» Enregistrements du jeu de données
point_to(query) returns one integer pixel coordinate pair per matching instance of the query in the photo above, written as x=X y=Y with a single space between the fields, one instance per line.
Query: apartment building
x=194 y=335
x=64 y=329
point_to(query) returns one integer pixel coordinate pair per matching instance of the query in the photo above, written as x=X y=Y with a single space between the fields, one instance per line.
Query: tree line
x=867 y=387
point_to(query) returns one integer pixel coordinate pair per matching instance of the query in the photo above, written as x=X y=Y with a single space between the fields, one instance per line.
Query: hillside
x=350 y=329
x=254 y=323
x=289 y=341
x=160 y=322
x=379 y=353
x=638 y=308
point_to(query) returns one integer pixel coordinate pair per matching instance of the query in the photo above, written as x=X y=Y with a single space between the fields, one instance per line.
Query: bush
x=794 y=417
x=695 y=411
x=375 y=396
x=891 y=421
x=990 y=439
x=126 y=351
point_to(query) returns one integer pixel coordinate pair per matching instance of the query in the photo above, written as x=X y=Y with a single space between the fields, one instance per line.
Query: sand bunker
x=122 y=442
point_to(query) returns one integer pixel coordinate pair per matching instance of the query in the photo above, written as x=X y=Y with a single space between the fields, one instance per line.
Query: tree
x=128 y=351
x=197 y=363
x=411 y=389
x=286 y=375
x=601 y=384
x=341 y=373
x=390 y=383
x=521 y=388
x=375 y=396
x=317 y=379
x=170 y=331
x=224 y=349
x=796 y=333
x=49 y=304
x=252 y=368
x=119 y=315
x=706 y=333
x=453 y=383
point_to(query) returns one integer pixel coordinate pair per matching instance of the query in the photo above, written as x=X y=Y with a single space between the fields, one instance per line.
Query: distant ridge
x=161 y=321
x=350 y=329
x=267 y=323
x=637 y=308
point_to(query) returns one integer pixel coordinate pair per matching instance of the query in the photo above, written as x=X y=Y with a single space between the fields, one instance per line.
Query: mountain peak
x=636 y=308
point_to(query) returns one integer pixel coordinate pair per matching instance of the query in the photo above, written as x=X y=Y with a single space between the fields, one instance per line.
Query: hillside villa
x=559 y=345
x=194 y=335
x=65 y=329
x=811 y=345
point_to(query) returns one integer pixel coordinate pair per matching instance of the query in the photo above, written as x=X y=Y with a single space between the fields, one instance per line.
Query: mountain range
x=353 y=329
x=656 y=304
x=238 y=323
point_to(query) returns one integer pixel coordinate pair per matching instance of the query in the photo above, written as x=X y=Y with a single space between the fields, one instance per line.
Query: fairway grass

» Objectif visé
Transforme toutes les données ci-dessus en une liste JSON de chaînes, avec une chaîne par ligne et sans les lignes vides.

» Résultat attendu
[
  "point_to(query) returns one integer pixel coordinate pair per matching instance of the query in the photo above, written as x=X y=Y with a single space between the fields, one instance per line.",
  "Query: apartment building",
  "x=194 y=335",
  "x=64 y=329",
  "point_to(query) returns one integer pixel coordinate pair per matching instance of the query in the photo above, written as x=X y=Y with a single space between the fields, one instance per line.",
  "Query: tree line",
  "x=867 y=387",
  "point_to(query) returns one integer pixel coordinate pair per matching instance of the query in the photo above, written as x=X y=Y with a single space between the fields, one instance per line.",
  "Query: hillside",
  "x=350 y=329",
  "x=254 y=323",
  "x=289 y=341",
  "x=160 y=322",
  "x=379 y=353",
  "x=638 y=308",
  "point_to(query) returns one integer pixel coordinate pair per matching instance of the query in the photo above, written as x=X y=Y with a single space between the fields, one instance per line.",
  "Query: bush",
  "x=794 y=417",
  "x=695 y=411",
  "x=375 y=396",
  "x=891 y=421",
  "x=990 y=439",
  "x=126 y=351",
  "point_to(query) returns one integer pixel coordinate pair per matching instance of the query in the photo above, written as x=X y=Y with a single space between the fields, one instance per line.",
  "Query: sand bunker",
  "x=122 y=442",
  "point_to(query) returns one integer pixel coordinate pair per matching instance of the query in the photo above, written as x=X y=Y with a single space between the fields, one instance per line.",
  "Query: tree",
  "x=128 y=351",
  "x=197 y=363",
  "x=411 y=389",
  "x=286 y=375",
  "x=601 y=384",
  "x=341 y=373",
  "x=390 y=383",
  "x=521 y=388",
  "x=375 y=396",
  "x=317 y=379",
  "x=170 y=331",
  "x=224 y=349",
  "x=796 y=333",
  "x=49 y=304",
  "x=252 y=368",
  "x=119 y=315",
  "x=706 y=333",
  "x=453 y=383",
  "point_to(query) returns one integer pixel coordinate pair per matching instance of the query in the photo above, written as x=X y=Y with a single space between the fields, one instance per line.",
  "Query: distant ridge",
  "x=161 y=321",
  "x=350 y=329",
  "x=267 y=323",
  "x=637 y=308",
  "point_to(query) returns one integer pixel coordinate pair per matching instance of the query in the photo above, written as x=X y=Y with a single space between the fields, one instance per line.",
  "Query: mountain peak",
  "x=636 y=308",
  "point_to(query) returns one integer pixel coordinate pair per matching instance of the query in the photo above, written as x=X y=Y with a single space between the fields, one instance per line.",
  "Query: hillside villa",
  "x=559 y=345",
  "x=194 y=335",
  "x=65 y=329",
  "x=811 y=345",
  "point_to(query) returns one integer pixel coordinate pair per matching instance of the query in the photo above, written as x=X y=Y with a single space between the fields, one instance per line.",
  "Query: mountain range",
  "x=353 y=329",
  "x=656 y=304",
  "x=238 y=323",
  "point_to(query) returns one integer pixel coordinate pair per matching instance of the query in the photo above, written as x=X y=Y with a single space between the fields, one instance per line.",
  "Query: fairway grass"
]